2023-03-13

横井也有 荷風も認めた名文家(15) 也有園の紹介と「也有をタダで読む方法」

横井也有シリーズの最終回、今回は番外編として、名古屋市の東山動植物園に設けられた「也有園」の紹介、それから「也有作品をタダで読む方法」についてお話しします。

東山動植物園に作られた也有園

戦後の1948年、「文化復興の一翼となれかし」という目的から、郷土の文人である也有をしのぶための也有園が東山動植物園の植物園のほうに築庭されました。

3月8日、植物園を訪問した私を、元園長の伊藤悟さんが案内してくださいました。伊藤さんは「横井也有翁顕彰会設立準備会」(横井也有ファンクラブ)の世話人として精力的に活動されています。

横井也有翁顕彰会設立準備会世話人で、元植物園長の伊藤悟さん

園内には植物を詠んだ也有の発句が50句選ばれて石碑やパネルで紹介され、実際の植物が同じ場所に植えられています。

[点アノテーションセットの項目]
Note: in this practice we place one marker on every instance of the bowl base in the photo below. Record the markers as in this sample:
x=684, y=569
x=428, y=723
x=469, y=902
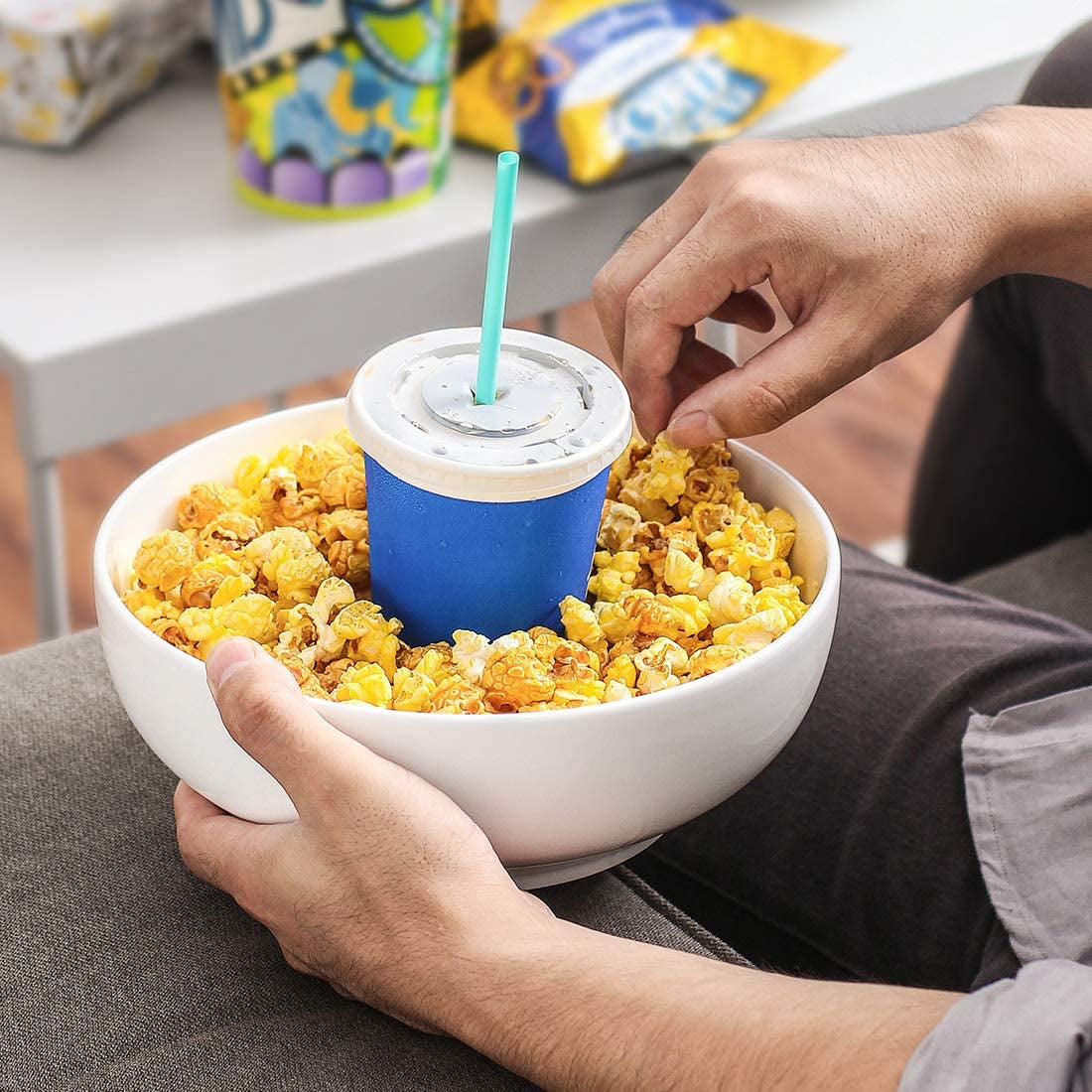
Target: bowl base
x=561, y=872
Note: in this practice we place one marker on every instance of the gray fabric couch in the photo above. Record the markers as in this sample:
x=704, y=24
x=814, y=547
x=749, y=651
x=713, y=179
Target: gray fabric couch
x=120, y=971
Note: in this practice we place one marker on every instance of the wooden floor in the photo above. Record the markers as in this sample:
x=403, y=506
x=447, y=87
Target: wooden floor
x=856, y=452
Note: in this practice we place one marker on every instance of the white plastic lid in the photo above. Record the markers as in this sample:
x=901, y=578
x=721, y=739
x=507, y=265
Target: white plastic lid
x=560, y=416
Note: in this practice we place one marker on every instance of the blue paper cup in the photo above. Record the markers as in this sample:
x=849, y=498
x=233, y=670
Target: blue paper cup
x=483, y=517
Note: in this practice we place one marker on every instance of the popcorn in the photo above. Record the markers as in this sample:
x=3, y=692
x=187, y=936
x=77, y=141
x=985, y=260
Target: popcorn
x=581, y=624
x=364, y=683
x=458, y=696
x=164, y=560
x=205, y=502
x=614, y=574
x=470, y=654
x=730, y=600
x=617, y=525
x=412, y=691
x=690, y=578
x=515, y=677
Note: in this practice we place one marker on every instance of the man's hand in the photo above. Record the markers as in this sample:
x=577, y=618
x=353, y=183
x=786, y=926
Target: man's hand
x=869, y=244
x=381, y=887
x=389, y=892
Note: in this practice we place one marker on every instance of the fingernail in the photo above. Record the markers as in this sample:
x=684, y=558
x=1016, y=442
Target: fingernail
x=692, y=429
x=226, y=657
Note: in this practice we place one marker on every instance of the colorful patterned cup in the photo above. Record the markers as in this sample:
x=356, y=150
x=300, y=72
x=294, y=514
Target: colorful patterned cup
x=337, y=107
x=483, y=516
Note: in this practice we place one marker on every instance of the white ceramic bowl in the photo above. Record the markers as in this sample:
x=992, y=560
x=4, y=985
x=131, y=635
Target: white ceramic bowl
x=560, y=794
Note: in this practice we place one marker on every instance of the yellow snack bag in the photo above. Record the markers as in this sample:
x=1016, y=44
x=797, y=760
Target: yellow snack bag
x=589, y=87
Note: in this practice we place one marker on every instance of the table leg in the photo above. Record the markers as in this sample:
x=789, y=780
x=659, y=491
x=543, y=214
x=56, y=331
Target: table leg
x=47, y=549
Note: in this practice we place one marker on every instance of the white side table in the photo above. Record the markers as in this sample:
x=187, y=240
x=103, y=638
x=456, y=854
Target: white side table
x=138, y=291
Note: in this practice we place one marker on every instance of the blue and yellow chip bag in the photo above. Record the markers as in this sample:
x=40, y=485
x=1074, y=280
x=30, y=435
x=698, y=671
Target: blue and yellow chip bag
x=589, y=87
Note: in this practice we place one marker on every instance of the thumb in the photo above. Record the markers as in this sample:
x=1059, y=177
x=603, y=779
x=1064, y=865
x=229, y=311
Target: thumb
x=270, y=719
x=793, y=373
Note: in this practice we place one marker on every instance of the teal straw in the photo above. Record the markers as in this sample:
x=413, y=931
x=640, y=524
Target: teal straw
x=495, y=277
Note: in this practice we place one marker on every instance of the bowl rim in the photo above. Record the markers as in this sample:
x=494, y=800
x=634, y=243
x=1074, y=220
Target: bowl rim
x=107, y=598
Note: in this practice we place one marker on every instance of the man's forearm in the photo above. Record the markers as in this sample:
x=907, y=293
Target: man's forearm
x=1035, y=174
x=571, y=1008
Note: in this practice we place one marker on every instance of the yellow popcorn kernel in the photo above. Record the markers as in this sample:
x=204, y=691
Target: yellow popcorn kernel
x=730, y=600
x=711, y=456
x=334, y=594
x=345, y=440
x=617, y=525
x=663, y=652
x=520, y=639
x=784, y=543
x=779, y=521
x=227, y=534
x=349, y=560
x=757, y=541
x=581, y=624
x=366, y=683
x=635, y=493
x=777, y=571
x=170, y=630
x=568, y=659
x=251, y=614
x=614, y=619
x=316, y=461
x=666, y=614
x=332, y=673
x=615, y=691
x=614, y=576
x=456, y=695
x=515, y=677
x=370, y=635
x=344, y=486
x=784, y=598
x=205, y=502
x=572, y=694
x=668, y=471
x=148, y=604
x=470, y=653
x=713, y=658
x=753, y=632
x=298, y=633
x=622, y=467
x=546, y=643
x=249, y=474
x=290, y=563
x=436, y=661
x=312, y=687
x=284, y=504
x=164, y=560
x=621, y=669
x=231, y=588
x=708, y=519
x=708, y=583
x=650, y=542
x=711, y=484
x=683, y=570
x=413, y=691
x=306, y=679
x=342, y=523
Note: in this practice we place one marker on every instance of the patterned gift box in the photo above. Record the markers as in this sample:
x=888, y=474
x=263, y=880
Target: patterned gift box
x=65, y=65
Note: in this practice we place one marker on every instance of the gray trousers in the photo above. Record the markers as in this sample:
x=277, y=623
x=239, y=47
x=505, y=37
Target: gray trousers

**出題**
上の横井也有の記事から、「東山動植物園に作られた也有園」から「同じ場所に植えられています。」までを、両端を含めてそのまま書き写すこと。

**演習結果**
東山動植物園に作られた也有園

戦後の1948年、「文化復興の一翼となれかし」という目的から、郷土の文人である也有をしのぶための也有園が東山動植物園の植物園のほうに築庭されました。

3月8日、植物園を訪問した私を、元園長の伊藤悟さんが案内してくださいました。伊藤さんは「横井也有翁顕彰会設立準備会」(横井也有ファンクラブ)の世話人として精力的に活動されています。

横井也有翁顕彰会設立準備会世話人で、元植物園長の伊藤悟さん

園内には植物を詠んだ也有の発句が50句選ばれて石碑やパネルで紹介され、実際の植物が同じ場所に植えられています。